* BEGIN Listed records *

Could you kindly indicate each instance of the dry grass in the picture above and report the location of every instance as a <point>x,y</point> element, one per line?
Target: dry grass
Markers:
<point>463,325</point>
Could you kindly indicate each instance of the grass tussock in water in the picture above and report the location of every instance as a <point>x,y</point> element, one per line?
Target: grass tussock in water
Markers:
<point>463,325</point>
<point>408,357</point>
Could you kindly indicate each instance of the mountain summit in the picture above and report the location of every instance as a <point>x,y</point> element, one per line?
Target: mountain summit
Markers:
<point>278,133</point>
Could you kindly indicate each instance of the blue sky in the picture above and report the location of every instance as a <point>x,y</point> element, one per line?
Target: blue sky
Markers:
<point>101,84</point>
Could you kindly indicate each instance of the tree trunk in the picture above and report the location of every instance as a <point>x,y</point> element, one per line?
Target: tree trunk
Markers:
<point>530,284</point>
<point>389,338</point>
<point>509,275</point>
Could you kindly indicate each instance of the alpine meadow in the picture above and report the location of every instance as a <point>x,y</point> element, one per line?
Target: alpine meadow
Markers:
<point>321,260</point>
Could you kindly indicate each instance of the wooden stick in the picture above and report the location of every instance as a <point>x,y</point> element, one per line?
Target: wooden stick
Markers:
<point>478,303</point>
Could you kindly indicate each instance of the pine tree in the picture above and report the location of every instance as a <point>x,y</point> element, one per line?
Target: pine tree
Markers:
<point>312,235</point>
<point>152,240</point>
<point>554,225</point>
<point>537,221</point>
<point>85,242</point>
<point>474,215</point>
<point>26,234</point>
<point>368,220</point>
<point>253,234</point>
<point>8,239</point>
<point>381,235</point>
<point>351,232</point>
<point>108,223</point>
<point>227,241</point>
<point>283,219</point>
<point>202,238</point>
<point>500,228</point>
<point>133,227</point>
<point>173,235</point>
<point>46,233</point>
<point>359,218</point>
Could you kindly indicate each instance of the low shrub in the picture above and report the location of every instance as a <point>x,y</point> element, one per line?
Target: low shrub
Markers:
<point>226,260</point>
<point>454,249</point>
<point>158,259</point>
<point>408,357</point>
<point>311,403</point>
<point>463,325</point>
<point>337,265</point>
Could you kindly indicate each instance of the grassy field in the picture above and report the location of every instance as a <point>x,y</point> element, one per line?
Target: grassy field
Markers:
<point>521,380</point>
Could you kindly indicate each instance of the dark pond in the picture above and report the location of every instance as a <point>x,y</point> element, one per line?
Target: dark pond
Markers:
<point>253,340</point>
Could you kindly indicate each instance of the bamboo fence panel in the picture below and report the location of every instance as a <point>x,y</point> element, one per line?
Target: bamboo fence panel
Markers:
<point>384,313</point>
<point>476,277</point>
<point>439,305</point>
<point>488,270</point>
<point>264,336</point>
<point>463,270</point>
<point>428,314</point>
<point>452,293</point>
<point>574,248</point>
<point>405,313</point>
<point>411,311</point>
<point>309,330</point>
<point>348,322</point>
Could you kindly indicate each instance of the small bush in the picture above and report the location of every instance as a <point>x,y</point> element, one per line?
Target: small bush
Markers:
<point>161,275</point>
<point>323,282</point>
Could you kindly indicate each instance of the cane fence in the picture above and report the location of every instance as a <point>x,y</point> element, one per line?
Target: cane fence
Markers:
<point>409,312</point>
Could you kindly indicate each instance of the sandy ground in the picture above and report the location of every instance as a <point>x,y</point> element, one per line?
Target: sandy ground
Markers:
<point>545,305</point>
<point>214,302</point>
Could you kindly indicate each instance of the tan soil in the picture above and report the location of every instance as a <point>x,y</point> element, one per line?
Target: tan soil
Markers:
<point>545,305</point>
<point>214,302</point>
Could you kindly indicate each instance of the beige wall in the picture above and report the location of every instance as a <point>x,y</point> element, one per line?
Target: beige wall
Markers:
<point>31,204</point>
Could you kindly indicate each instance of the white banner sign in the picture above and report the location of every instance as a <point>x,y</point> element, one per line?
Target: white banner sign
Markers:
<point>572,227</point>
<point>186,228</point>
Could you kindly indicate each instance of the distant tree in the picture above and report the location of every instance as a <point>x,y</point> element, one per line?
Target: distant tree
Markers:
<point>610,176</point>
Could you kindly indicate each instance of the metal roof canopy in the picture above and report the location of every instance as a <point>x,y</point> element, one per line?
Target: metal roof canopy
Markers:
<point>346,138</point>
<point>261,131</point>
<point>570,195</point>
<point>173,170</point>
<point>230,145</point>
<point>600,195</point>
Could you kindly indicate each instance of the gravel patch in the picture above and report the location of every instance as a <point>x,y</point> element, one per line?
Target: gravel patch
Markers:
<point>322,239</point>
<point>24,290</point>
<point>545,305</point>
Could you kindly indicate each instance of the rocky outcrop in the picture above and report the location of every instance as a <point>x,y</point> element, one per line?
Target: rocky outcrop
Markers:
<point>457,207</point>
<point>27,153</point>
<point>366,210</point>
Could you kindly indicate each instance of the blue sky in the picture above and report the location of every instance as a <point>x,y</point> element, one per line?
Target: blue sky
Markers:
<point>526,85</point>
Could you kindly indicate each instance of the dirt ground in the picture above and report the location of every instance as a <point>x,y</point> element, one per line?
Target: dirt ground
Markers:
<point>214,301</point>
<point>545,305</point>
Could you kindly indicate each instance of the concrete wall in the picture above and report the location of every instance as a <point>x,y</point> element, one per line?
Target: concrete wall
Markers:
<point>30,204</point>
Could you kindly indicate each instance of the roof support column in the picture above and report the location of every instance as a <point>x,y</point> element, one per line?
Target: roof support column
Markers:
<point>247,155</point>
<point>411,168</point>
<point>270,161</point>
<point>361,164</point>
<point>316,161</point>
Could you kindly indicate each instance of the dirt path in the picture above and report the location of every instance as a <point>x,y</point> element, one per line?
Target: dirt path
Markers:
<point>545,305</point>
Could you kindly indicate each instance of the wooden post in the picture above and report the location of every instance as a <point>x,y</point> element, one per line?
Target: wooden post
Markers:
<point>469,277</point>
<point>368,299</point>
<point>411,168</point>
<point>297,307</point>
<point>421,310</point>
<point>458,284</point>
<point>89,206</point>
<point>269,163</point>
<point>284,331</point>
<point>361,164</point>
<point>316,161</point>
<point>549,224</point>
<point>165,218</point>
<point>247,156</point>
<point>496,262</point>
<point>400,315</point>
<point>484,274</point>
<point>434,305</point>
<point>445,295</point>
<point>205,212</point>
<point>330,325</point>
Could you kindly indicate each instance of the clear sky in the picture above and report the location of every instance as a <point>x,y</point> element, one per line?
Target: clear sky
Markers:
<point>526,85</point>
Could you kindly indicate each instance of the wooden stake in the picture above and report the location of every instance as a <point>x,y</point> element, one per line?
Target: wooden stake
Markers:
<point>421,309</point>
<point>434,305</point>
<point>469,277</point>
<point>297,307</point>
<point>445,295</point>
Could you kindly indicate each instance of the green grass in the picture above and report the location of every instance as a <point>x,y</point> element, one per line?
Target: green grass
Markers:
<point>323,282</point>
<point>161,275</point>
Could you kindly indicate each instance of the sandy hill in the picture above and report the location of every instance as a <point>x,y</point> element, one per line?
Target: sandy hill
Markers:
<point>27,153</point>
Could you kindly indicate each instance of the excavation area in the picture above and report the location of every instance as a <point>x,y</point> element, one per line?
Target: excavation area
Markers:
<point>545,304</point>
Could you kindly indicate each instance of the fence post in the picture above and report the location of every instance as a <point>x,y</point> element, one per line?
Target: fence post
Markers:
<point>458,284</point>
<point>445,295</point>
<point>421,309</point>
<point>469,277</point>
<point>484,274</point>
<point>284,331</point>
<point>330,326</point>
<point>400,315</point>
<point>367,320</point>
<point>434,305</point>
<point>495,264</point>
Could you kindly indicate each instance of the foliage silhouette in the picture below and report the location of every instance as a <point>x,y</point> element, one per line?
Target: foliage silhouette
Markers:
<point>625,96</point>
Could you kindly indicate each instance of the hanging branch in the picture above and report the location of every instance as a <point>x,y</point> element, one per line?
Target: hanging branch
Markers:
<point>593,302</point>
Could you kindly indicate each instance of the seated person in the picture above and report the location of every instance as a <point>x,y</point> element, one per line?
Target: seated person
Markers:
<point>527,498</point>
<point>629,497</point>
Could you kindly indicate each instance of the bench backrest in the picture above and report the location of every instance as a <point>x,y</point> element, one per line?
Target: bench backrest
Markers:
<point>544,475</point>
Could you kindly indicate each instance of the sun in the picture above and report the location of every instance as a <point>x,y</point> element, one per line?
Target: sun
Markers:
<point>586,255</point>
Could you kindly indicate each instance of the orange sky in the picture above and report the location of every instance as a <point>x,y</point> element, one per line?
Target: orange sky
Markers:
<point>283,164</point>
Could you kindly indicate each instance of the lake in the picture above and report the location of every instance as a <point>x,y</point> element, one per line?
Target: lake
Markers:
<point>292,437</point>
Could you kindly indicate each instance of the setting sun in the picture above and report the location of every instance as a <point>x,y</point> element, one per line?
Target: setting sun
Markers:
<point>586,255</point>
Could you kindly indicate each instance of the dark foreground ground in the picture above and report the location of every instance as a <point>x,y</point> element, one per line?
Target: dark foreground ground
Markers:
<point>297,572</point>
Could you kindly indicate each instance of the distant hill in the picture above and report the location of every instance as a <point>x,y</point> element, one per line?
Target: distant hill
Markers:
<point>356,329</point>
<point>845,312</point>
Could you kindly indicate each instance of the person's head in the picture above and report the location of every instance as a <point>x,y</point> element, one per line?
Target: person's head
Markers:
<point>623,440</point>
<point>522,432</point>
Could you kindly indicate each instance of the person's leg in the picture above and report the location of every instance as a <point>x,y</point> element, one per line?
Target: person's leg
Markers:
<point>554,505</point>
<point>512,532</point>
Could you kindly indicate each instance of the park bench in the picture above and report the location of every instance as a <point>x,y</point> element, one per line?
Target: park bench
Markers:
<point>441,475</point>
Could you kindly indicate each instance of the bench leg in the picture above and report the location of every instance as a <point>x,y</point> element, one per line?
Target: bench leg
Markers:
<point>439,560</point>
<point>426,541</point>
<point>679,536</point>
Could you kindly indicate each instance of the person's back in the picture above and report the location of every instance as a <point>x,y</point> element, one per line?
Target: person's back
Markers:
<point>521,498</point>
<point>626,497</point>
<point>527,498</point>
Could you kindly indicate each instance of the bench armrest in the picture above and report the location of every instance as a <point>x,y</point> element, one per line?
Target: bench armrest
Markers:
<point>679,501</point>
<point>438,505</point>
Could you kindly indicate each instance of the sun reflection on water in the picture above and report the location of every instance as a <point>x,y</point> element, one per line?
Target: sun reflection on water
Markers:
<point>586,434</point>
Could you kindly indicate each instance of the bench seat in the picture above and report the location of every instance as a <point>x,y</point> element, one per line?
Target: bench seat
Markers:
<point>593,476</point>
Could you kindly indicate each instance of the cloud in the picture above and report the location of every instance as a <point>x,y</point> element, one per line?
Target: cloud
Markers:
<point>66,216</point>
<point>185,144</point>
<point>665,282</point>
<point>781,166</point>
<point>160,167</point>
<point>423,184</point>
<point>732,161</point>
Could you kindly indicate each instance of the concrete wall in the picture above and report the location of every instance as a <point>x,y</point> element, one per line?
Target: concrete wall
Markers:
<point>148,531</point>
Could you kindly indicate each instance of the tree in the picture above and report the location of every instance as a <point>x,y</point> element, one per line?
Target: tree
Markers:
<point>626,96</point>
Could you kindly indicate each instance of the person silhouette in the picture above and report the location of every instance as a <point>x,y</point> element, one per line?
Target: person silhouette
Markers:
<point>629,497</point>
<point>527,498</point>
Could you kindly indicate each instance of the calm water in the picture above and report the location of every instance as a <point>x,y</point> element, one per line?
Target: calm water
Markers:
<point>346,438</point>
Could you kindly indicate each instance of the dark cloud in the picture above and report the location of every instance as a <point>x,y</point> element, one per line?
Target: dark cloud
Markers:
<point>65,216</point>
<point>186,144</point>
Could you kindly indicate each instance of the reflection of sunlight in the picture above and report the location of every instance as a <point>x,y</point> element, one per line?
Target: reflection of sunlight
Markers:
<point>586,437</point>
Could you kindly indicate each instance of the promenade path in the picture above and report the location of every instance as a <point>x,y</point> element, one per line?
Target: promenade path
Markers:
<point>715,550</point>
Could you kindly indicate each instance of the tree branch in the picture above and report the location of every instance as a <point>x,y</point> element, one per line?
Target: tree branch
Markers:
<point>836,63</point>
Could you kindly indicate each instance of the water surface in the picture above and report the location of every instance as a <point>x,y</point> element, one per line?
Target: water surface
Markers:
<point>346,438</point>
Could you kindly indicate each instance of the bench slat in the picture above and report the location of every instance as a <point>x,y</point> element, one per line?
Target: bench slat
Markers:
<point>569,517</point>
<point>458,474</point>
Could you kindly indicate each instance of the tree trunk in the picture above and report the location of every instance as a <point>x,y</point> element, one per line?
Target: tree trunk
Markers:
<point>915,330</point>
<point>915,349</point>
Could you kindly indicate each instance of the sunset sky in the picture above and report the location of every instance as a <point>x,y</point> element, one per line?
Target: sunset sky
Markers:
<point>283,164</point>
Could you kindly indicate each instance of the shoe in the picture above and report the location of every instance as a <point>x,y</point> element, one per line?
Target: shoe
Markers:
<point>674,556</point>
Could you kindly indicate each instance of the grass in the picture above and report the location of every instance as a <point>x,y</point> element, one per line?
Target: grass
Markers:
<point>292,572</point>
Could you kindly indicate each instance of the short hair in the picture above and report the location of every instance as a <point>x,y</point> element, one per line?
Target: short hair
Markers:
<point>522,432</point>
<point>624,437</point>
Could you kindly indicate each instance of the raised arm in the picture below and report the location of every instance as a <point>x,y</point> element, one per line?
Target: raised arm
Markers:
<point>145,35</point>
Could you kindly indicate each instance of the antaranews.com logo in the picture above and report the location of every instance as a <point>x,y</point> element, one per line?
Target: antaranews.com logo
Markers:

* END Listed records *

Reproduce everything from the line containing "Could you kindly indicate each instance of the tree branch" down to the line containing "<point>145,35</point>", renaming "Target" to "Object" wherever it occurs and leaving the rest unchanged.

### Task result:
Could you kindly indicate each instance of the tree branch in the picture above and report the location of every instance as a <point>x,y</point> element, one per line?
Object: tree branch
Markers:
<point>836,63</point>
Could you kindly indicate each instance of the water surface in the picture above and report the location of every instance as a <point>x,y</point> element, one per line?
Object: water surface
Markers:
<point>346,438</point>
Could you kindly indicate each instance of the bench slat in the picture above and report the location of every instance as a <point>x,y</point> element, one per line?
Object: bench slat
Markers:
<point>569,517</point>
<point>458,474</point>
Could you kindly indicate each instance of the tree trunk in the picture above and report the location of every instance as a <point>x,y</point> element, one per line?
Object: tree trunk
Markers:
<point>915,330</point>
<point>915,349</point>
Could you kindly indicate each instance of the sunset sky in the picture above and report the location of every instance as a <point>x,y</point> element, one per line?
Object: sunset sky
Markers:
<point>283,164</point>
Could you kindly indicate each instance of the shoe in the picture above and report the location of every instance as a <point>x,y</point> element, one per line?
Object: shoe
Markers:
<point>674,556</point>
Could you kindly indicate each instance of the grass in the picture above and report the location of every instance as a <point>x,y</point> element, one per line?
Object: grass
Markers:
<point>292,572</point>
Could you kindly indicate each instance of the short hair in the picture above and report the location of every instance as a <point>x,y</point> element, one per line?
Object: short hair
Markers:
<point>522,432</point>
<point>624,437</point>
Could you kindly indicate each instance of the raised arm in the picture below and report the location of every instance as a <point>x,y</point> element, one per line?
Object: raised arm
Markers:
<point>145,35</point>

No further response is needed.